CONSIGNES DE L'EXERCICE ▸
Reproduisez fidèlement le passage du texte fourni qui s'ouvre sur les mots « Jean-François Monteils : Oui » et se clôt sur « fonctionnalités de l’équipement. ».

TEXTE FOURNI ▸
──────────────────────────────

Mobily-Cités : Les premières mises en service du nouveau réseau sont annoncées dans moins d’un an. Pouvons-nous prendre rendez-vous ?
Jean-François Monteils : Oui absolument, nous prévoyons la mise en service du premier tronçon de la ligne 18 en octobre 2026, dans moins d’un an. Plus qu’une affirmation, c’est un engagement. En effet, nous devons aviser Île-de-France Mobilités un an avant la mise en service, c’est fait pour la ligne 18. Le transfert en gestion de l’infrastructure à Ile-de-France Mobilités (IDFM) interviendra 2 mois avant, ce sera pour fin juillet, début août. Aujourd’hui, nous travaillons au quotidien avec les opérateurs d’IDFM pour leur permettre d’appréhender les fonctionnalités de l’équipement.
Mobily-Cités : Et pour la ligne 15 Sud ?

──────────────────────────────

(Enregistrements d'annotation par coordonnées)
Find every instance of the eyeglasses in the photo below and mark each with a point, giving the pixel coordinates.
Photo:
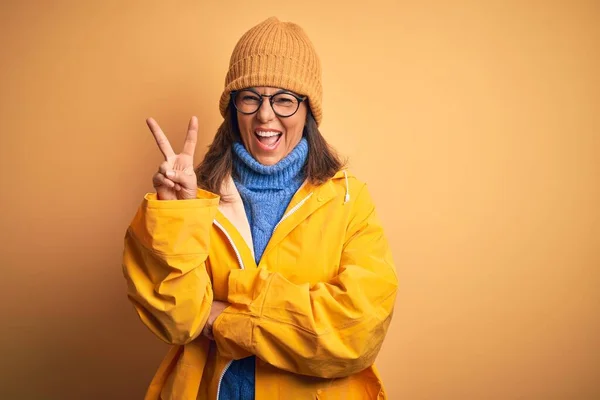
(284, 103)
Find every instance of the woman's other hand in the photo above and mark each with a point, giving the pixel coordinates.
(216, 310)
(175, 179)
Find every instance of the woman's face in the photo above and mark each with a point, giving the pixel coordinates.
(266, 136)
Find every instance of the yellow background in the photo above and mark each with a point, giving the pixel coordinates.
(475, 124)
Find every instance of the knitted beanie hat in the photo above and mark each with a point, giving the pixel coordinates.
(276, 54)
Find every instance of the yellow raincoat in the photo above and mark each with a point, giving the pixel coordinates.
(314, 311)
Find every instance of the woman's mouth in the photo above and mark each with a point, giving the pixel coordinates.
(268, 139)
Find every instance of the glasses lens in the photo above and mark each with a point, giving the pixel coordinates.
(247, 102)
(285, 104)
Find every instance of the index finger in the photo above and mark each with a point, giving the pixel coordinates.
(161, 139)
(189, 146)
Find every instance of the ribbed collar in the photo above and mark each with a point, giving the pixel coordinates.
(253, 175)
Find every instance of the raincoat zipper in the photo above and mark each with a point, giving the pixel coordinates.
(293, 210)
(221, 378)
(237, 254)
(239, 257)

──────────────────────────────

RÉPONSE ATTENDUE ▸
Jean-François Monteils : Oui absolument, nous prévoyons la mise en service du premier tronçon de la ligne 18 en octobre 2026, dans moins d’un an. Plus qu’une affirmation, c’est un engagement. En effet, nous devons aviser Île-de-France Mobilités un an avant la mise en service, c’est fait pour la ligne 18. Le transfert en gestion de l’infrastructure à Ile-de-France Mobilités (IDFM) interviendra 2 mois avant, ce sera pour fin juillet, début août. Aujourd’hui, nous travaillons au quotidien avec les opérateurs d’IDFM pour leur permettre d’appréhender les fonctionnalités de l’équipement.